_SOURCE DOCUMENT_:
○ ○ ○

3.3 Complete SQL translation reference¶

Snowflake	Databricks	Notes
`IFF(cond, a, b)`	`IF(cond, a, b)`	Function name
`DATEADD(day, n, date)`	`DATE_ADD(date, n)`	Arg order; day-only shortcut
`DATEADD(month, n, date)`	`ADD_MONTHS(date, n)`	Month-specific function
`DATEADD(hour, n, ts)`	`ts + INTERVAL n HOURS`	Interval syntax
`DATEDIFF(day, a, b)`	`DATEDIFF(b, a)`	Args reversed
`TRY_TO_NUMBER(x)`	`TRY_CAST(x AS NUMERIC)`	Use TRY_CAST
`TRY_TO_DATE(x)`	`TRY_CAST(x AS DATE)`	Use TRY_CAST
`TRY_TO_TIMESTAMP(x)`	`TRY_CAST(x AS TIMESTAMP)`	Use TRY_CAST
`ARRAY_AGG(x)`	`COLLECT_LIST(x)`	Function name
`OBJECT_CONSTRUCT(...)`	`TO_JSON(NAMED_STRUCT(...))`	Two functions
`col:field::TYPE`	`col.field` or `GET_JSON_OBJECT`	Notation differs
`FLATTEN(...)`	`EXPLODE(...)`	Array/object expansion
`PARSE_JSON(x)`	`FROM_JSON(x, schema)`	Schema required
`TYPEOF(x)`	`TYPEOF(x)`	Same (Runtime 13+)
`LISTAGG(x, ',')`	`CONCAT_WS(',', COLLECT_LIST(x))`	Two functions
`QUALIFY`	`QUALIFY`	Same (Runtime 13+)
`CURRENT_TIMESTAMP()`	`CURRENT_TIMESTAMP()`	Same
`CURRENT_DATE()`	`CURRENT_DATE()`	Same
`TO_VARCHAR(x, fmt)`	`DATE_FORMAT(x, fmt)`	Format strings differ
`SPLIT_PART(x, d, n)`	`SPLIT(x, d)[n-1]`	0-indexed array
`REGEXP_SUBSTR(x, p)`	`REGEXP_EXTRACT(x, p)`	Function name
`$1, $2` (stage columns)	Named columns	No positional refs

Step 4: Convert materializations¶

4.1 Dynamic Tables to incremental models¶

-- Snowflake dynamic table (before)
-- This was defined in Snowflake directly, not in dbt

-- dbt incremental model (after)

○ ○ ○

_Stored dataset records_:
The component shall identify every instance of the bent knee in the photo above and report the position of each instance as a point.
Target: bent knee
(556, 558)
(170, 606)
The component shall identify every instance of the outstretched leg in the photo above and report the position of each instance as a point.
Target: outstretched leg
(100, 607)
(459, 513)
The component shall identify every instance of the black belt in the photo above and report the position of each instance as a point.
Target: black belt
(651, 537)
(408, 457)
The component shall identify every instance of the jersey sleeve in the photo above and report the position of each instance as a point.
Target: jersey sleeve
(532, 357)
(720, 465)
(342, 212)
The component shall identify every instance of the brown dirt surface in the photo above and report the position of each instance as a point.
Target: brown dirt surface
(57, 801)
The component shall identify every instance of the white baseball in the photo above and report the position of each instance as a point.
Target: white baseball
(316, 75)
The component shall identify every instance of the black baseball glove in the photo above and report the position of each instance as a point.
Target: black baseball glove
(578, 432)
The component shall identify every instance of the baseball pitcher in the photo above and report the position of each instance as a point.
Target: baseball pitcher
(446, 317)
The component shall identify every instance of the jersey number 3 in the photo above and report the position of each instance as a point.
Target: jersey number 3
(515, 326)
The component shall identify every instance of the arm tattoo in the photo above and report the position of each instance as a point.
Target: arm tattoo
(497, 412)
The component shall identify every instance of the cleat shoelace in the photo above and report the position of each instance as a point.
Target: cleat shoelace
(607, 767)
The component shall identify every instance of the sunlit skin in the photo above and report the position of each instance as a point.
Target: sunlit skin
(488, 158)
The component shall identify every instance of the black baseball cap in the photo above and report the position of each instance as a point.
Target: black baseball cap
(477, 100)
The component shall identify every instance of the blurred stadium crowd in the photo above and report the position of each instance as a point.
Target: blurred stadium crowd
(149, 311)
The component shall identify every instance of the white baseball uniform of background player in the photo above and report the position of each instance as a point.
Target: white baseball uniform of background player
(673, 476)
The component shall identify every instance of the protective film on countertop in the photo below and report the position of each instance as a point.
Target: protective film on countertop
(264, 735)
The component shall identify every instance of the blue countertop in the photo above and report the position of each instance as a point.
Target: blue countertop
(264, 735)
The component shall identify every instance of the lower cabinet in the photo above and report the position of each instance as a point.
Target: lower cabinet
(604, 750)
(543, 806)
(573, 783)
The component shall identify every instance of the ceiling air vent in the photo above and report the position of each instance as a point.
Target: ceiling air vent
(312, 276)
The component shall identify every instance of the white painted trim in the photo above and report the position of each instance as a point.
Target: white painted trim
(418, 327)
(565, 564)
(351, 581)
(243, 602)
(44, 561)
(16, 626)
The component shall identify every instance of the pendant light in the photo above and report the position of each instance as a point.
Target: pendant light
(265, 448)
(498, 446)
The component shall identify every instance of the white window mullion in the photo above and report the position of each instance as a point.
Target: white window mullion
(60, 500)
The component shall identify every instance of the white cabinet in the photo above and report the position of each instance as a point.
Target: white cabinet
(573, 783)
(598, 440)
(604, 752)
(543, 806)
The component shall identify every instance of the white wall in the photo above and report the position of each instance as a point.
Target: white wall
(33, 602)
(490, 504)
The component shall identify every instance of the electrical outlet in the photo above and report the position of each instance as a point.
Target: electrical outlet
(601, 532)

○ ○ ○

_TASK INSTRUCTIONS_: In the SQL translation table, what Databricks expression takes the place of Snowflake's `ARRAY_AGG(x)`? Rely only on the SQL translation table to respond.

_ANSWER IN FULL_: `COLLECT_LIST(x)`